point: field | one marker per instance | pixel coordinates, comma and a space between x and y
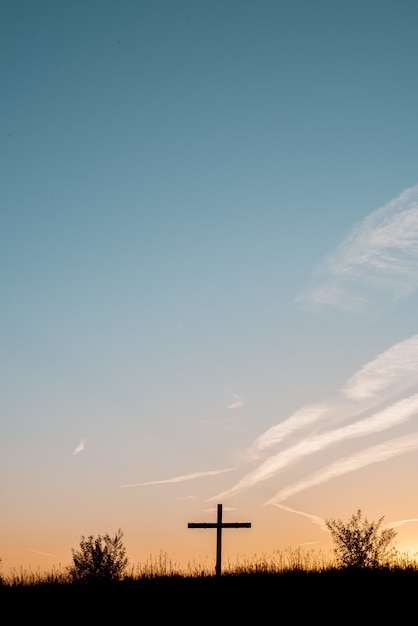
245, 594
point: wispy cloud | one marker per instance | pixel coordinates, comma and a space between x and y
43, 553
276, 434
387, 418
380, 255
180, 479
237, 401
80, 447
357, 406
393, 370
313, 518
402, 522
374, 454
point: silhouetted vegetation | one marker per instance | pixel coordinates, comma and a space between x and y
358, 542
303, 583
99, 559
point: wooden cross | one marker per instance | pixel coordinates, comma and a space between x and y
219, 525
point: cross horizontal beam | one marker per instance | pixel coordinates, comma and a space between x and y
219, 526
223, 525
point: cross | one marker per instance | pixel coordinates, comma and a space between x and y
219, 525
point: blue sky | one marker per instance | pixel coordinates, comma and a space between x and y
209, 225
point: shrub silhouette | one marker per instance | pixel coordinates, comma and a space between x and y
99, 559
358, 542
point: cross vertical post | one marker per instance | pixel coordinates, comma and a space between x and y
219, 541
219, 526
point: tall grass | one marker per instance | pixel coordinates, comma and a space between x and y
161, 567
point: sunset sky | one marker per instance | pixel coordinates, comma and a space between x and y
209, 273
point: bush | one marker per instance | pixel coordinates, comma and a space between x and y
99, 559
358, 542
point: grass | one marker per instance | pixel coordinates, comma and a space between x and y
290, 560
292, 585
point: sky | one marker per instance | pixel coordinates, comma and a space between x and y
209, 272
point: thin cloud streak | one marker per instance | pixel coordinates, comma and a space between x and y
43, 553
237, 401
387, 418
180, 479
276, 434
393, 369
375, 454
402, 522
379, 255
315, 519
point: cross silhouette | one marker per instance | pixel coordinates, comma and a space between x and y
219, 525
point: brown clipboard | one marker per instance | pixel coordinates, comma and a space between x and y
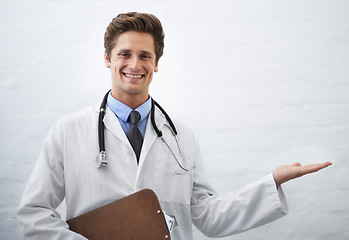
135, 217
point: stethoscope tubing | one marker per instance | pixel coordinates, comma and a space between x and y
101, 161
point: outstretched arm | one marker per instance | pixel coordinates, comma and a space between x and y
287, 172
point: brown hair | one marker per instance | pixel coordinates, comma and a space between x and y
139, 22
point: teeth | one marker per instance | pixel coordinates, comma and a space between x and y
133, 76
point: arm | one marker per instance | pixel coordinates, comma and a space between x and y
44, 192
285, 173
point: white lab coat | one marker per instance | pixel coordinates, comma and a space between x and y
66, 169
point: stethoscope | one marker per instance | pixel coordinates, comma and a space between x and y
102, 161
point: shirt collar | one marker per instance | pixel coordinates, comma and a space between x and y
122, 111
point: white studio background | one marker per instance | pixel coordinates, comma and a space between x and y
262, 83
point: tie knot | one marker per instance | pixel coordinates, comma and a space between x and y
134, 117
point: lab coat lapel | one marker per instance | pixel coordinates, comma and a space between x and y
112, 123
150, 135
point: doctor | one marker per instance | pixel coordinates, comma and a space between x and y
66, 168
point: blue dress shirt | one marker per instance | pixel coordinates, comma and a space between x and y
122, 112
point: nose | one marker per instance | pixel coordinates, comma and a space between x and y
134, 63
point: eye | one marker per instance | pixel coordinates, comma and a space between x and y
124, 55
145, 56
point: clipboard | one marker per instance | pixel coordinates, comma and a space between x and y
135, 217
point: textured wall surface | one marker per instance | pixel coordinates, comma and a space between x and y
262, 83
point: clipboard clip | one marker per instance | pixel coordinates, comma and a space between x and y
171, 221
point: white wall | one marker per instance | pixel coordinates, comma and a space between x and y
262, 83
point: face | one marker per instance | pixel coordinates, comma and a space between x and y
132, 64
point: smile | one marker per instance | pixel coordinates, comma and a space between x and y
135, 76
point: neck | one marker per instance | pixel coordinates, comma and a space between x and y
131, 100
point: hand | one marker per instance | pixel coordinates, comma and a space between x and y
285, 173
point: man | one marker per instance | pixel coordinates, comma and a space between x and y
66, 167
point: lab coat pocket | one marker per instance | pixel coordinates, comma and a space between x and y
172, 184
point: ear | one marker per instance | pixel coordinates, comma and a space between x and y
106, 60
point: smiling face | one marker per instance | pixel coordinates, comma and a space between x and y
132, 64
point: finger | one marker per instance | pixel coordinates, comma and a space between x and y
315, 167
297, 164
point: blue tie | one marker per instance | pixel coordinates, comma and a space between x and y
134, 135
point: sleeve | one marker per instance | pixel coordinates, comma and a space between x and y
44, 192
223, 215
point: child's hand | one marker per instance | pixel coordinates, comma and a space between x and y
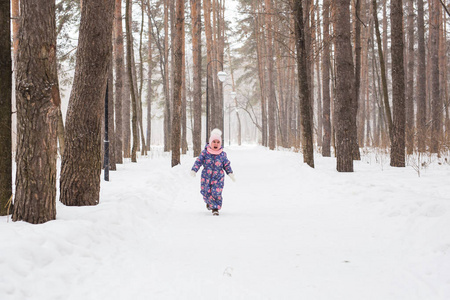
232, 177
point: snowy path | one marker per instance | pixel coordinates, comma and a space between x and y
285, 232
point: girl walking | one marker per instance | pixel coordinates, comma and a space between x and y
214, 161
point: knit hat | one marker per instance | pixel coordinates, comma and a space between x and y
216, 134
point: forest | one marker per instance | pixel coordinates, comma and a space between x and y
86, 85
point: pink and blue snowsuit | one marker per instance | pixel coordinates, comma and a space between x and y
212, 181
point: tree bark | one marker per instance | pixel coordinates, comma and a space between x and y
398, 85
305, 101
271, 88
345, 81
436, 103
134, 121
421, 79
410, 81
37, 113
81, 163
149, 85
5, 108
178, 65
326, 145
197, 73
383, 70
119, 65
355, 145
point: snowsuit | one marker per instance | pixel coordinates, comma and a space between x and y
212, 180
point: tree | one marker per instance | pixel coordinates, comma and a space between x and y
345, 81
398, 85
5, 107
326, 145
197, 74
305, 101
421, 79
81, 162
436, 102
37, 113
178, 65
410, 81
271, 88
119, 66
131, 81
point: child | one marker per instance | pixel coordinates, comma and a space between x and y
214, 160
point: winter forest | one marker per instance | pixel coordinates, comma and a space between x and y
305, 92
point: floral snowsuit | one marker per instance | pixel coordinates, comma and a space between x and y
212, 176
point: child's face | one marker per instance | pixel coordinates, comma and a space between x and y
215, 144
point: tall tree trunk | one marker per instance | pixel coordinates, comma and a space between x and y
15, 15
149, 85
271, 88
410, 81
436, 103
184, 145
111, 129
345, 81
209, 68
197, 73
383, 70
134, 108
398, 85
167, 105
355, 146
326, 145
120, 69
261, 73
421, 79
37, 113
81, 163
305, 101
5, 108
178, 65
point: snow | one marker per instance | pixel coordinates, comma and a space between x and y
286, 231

• EXERCISE OBJECTIVE
Reproduce only the lines from the line containing "point: child |" to the last line of the material above, both of those lines included.

• COMPLETE ANSWER
point: child | one marker per instance | pixel coordinates, comma and a space between x and y
214, 160
point: winter forest | one marker per instance | pixel coordinates, comma and a space between x and y
305, 92
point: floral snowsuit | one marker per instance | pixel coordinates, comma and a space between x and y
212, 176
point: child's face | one marker per instance | pixel coordinates, comma and a space between x and y
215, 144
point: tall tree trunk | one marker per instance | pixel coordinates, comma and a space between x and y
15, 15
149, 85
271, 88
410, 81
436, 103
184, 145
111, 129
345, 81
209, 68
197, 73
383, 70
134, 108
398, 85
167, 105
355, 146
326, 145
120, 69
261, 73
421, 79
37, 113
81, 163
305, 101
5, 108
178, 65
point: snow | one marker per instance | pixel coordinates, comma and a space between x and y
286, 231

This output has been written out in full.